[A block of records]
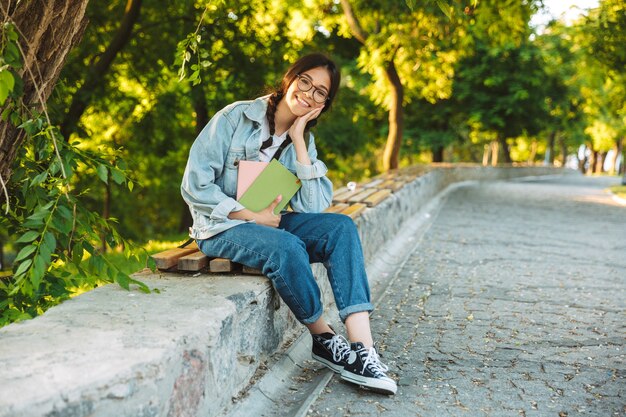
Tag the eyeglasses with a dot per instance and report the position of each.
(305, 84)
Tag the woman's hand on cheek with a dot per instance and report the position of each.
(296, 131)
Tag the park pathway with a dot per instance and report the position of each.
(512, 305)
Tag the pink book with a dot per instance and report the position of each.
(247, 173)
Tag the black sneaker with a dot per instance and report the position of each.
(363, 367)
(331, 350)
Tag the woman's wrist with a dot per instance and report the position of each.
(244, 214)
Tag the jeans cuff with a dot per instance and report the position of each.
(357, 308)
(313, 318)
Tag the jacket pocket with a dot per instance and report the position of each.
(230, 173)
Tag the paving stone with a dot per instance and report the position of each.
(512, 305)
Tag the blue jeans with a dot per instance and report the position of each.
(284, 255)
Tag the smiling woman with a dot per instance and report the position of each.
(284, 245)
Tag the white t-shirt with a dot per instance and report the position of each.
(265, 155)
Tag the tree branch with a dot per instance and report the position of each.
(357, 30)
(95, 77)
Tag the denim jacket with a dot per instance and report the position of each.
(210, 180)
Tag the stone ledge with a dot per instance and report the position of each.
(190, 349)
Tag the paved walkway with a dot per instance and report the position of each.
(512, 305)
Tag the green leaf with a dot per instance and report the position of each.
(77, 253)
(65, 212)
(38, 271)
(33, 224)
(50, 241)
(39, 179)
(103, 173)
(117, 176)
(123, 280)
(23, 267)
(63, 225)
(25, 252)
(445, 8)
(28, 237)
(6, 85)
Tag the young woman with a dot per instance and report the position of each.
(283, 246)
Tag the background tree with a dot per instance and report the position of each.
(37, 22)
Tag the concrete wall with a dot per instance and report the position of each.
(188, 350)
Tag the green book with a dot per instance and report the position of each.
(275, 179)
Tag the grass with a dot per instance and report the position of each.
(619, 190)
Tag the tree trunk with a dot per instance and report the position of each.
(106, 211)
(438, 154)
(202, 118)
(506, 153)
(495, 152)
(49, 29)
(600, 163)
(563, 156)
(396, 119)
(550, 150)
(618, 151)
(593, 160)
(486, 151)
(95, 78)
(533, 153)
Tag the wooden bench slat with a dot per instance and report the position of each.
(357, 198)
(220, 265)
(169, 258)
(374, 183)
(377, 197)
(340, 190)
(343, 197)
(354, 210)
(251, 271)
(193, 262)
(336, 208)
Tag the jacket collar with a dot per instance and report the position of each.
(256, 111)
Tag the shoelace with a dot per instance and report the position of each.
(339, 346)
(372, 362)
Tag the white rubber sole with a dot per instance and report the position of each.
(383, 386)
(333, 367)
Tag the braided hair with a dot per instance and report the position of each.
(272, 103)
(301, 65)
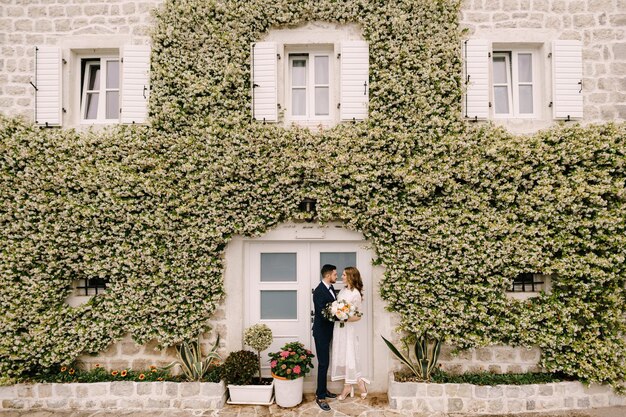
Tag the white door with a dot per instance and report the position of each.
(280, 278)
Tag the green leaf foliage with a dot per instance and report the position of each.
(454, 210)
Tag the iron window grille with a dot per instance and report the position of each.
(91, 286)
(526, 282)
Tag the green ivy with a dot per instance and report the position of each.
(455, 210)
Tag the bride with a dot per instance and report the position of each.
(345, 351)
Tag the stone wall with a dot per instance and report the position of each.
(499, 399)
(126, 354)
(494, 359)
(115, 395)
(599, 24)
(25, 24)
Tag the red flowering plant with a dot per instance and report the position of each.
(292, 361)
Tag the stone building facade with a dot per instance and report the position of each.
(77, 25)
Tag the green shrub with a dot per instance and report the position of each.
(240, 367)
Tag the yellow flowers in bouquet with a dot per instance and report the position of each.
(341, 311)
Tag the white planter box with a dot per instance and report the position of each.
(251, 394)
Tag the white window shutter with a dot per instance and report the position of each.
(264, 82)
(567, 76)
(48, 86)
(355, 57)
(135, 83)
(476, 55)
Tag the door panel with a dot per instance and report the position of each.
(276, 274)
(279, 281)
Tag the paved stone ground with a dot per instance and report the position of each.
(373, 406)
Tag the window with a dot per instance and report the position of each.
(513, 83)
(100, 89)
(309, 85)
(530, 282)
(522, 84)
(91, 286)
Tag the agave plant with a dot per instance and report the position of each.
(425, 358)
(190, 359)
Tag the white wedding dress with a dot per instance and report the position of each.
(345, 355)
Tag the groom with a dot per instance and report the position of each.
(323, 332)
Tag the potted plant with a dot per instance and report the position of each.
(195, 367)
(240, 367)
(289, 366)
(259, 337)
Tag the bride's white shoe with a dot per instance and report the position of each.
(344, 393)
(364, 391)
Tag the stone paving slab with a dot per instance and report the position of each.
(373, 406)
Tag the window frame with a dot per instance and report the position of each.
(311, 52)
(83, 79)
(511, 55)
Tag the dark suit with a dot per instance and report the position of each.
(323, 334)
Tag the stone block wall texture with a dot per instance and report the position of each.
(599, 24)
(25, 24)
(115, 395)
(500, 399)
(494, 359)
(126, 354)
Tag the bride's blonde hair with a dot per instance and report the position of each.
(353, 276)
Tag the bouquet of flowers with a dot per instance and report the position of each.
(291, 361)
(340, 310)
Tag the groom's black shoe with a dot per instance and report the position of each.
(323, 404)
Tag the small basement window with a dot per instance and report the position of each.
(91, 286)
(527, 282)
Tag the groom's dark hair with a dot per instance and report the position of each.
(327, 269)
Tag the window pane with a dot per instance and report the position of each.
(321, 101)
(501, 96)
(525, 68)
(113, 104)
(279, 267)
(298, 102)
(526, 99)
(340, 259)
(91, 107)
(321, 70)
(298, 73)
(113, 74)
(94, 77)
(279, 305)
(499, 70)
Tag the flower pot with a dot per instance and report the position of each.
(251, 394)
(288, 391)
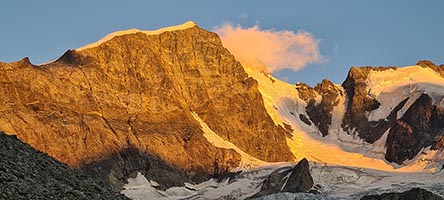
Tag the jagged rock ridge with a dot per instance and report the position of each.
(137, 92)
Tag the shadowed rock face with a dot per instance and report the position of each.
(138, 92)
(360, 105)
(320, 114)
(419, 127)
(413, 194)
(297, 179)
(28, 174)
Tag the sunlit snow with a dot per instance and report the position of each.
(186, 25)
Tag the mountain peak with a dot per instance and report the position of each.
(186, 25)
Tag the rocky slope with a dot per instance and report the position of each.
(127, 105)
(403, 105)
(413, 194)
(26, 173)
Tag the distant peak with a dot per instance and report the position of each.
(186, 25)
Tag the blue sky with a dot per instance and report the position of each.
(351, 33)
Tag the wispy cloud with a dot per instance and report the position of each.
(270, 49)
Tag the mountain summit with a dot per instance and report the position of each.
(173, 107)
(150, 93)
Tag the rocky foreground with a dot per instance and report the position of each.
(26, 173)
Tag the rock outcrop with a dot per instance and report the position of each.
(26, 173)
(421, 126)
(138, 93)
(296, 179)
(413, 194)
(320, 113)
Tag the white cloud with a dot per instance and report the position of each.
(274, 49)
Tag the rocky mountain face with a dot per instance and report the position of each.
(413, 194)
(26, 173)
(127, 105)
(420, 126)
(297, 179)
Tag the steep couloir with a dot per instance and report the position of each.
(128, 105)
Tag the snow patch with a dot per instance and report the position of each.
(184, 26)
(247, 161)
(393, 86)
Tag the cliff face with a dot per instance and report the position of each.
(137, 92)
(28, 174)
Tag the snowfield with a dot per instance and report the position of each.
(183, 26)
(342, 166)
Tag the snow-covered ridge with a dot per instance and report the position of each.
(393, 86)
(186, 25)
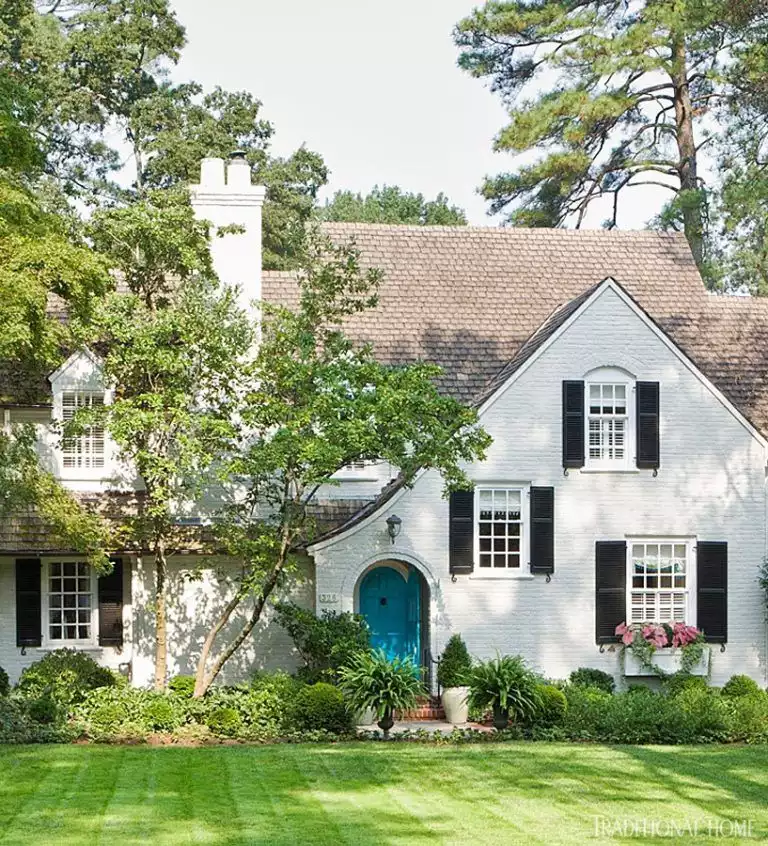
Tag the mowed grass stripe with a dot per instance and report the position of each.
(372, 793)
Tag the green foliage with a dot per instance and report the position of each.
(505, 683)
(680, 681)
(455, 663)
(371, 680)
(182, 686)
(112, 712)
(591, 89)
(225, 722)
(552, 706)
(391, 204)
(590, 677)
(321, 707)
(325, 643)
(740, 685)
(319, 402)
(748, 718)
(64, 675)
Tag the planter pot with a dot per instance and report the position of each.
(454, 701)
(666, 659)
(386, 722)
(500, 718)
(366, 717)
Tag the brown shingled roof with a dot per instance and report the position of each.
(469, 298)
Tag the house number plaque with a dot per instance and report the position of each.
(329, 598)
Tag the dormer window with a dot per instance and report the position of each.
(607, 423)
(86, 450)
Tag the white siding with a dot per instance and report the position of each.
(711, 485)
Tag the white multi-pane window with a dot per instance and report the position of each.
(608, 424)
(499, 529)
(84, 451)
(660, 587)
(70, 601)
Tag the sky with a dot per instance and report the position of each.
(372, 86)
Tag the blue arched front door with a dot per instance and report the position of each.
(391, 607)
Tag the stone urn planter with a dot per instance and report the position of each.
(454, 701)
(366, 717)
(500, 718)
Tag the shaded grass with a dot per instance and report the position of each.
(377, 793)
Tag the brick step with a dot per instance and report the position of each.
(423, 712)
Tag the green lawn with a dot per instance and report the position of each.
(379, 793)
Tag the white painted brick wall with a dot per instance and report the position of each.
(711, 485)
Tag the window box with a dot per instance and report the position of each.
(667, 660)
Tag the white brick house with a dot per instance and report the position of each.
(626, 480)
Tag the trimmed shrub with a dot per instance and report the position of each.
(65, 675)
(321, 707)
(552, 706)
(455, 663)
(679, 682)
(740, 686)
(587, 713)
(326, 643)
(747, 717)
(113, 712)
(226, 722)
(44, 710)
(182, 686)
(590, 677)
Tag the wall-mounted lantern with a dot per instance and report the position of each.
(394, 524)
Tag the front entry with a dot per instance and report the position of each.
(390, 601)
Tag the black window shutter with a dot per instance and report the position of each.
(111, 606)
(712, 590)
(28, 608)
(542, 530)
(611, 589)
(647, 429)
(573, 424)
(462, 532)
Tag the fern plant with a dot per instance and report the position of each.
(371, 680)
(508, 686)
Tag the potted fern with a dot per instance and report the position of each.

_Directive_
Convert the records from the line containing "Tag the blue arched" through the end of the records, inclusive, into a Markdown table with the columns Row and Line. Put a row number and the line in each row, and omit blank lines.

_Exercise output_
| Row | Line |
|---|---|
| 1 | Tag the blue arched front door with a dot per instance and report the position of each. |
| 2 | (391, 607) |
| 3 | Tag the stone urn planter with a dot per instance and report the position of each. |
| 4 | (454, 701) |
| 5 | (366, 717) |
| 6 | (500, 718) |
| 7 | Tag the shaded grass with a dot per instance and report the position of each. |
| 8 | (377, 793) |
| 9 | Tag the brick step with a dot per instance and report the position of each. |
| 10 | (423, 712) |
| 11 | Tag the green lawn with a dot per instance and report the position of each. |
| 12 | (379, 793) |
| 13 | Tag the white painted brick wall with a dot per instance and report the position of each. |
| 14 | (711, 485) |
| 15 | Tag the window box with a dot per instance and report the position of each. |
| 16 | (667, 660) |
| 17 | Tag the white brick house with a dot per instance and report the position of each. |
| 18 | (626, 480) |
| 19 | Tag the trimmed shrub with a dot per instance and report the position of each. |
| 20 | (65, 675) |
| 21 | (321, 707) |
| 22 | (552, 706) |
| 23 | (455, 663) |
| 24 | (679, 682) |
| 25 | (740, 686) |
| 26 | (587, 713) |
| 27 | (326, 643) |
| 28 | (747, 717) |
| 29 | (113, 712) |
| 30 | (226, 722) |
| 31 | (44, 710) |
| 32 | (182, 686) |
| 33 | (590, 677) |
| 34 | Tag the wall-mounted lantern with a dot per instance and report the position of each. |
| 35 | (394, 524) |
| 36 | Tag the front entry with a dot per instance and report the position of each. |
| 37 | (390, 601) |
| 38 | Tag the black window shutter with a dot per instance and report the position of each. |
| 39 | (111, 606) |
| 40 | (712, 590) |
| 41 | (28, 608) |
| 42 | (542, 530) |
| 43 | (611, 589) |
| 44 | (647, 429) |
| 45 | (573, 424) |
| 46 | (462, 532) |
| 47 | Tag the fern plant with a dot per instance and report the position of each. |
| 48 | (371, 680) |
| 49 | (508, 686) |
| 50 | Tag the potted fern with a dot per instance and report the position of each. |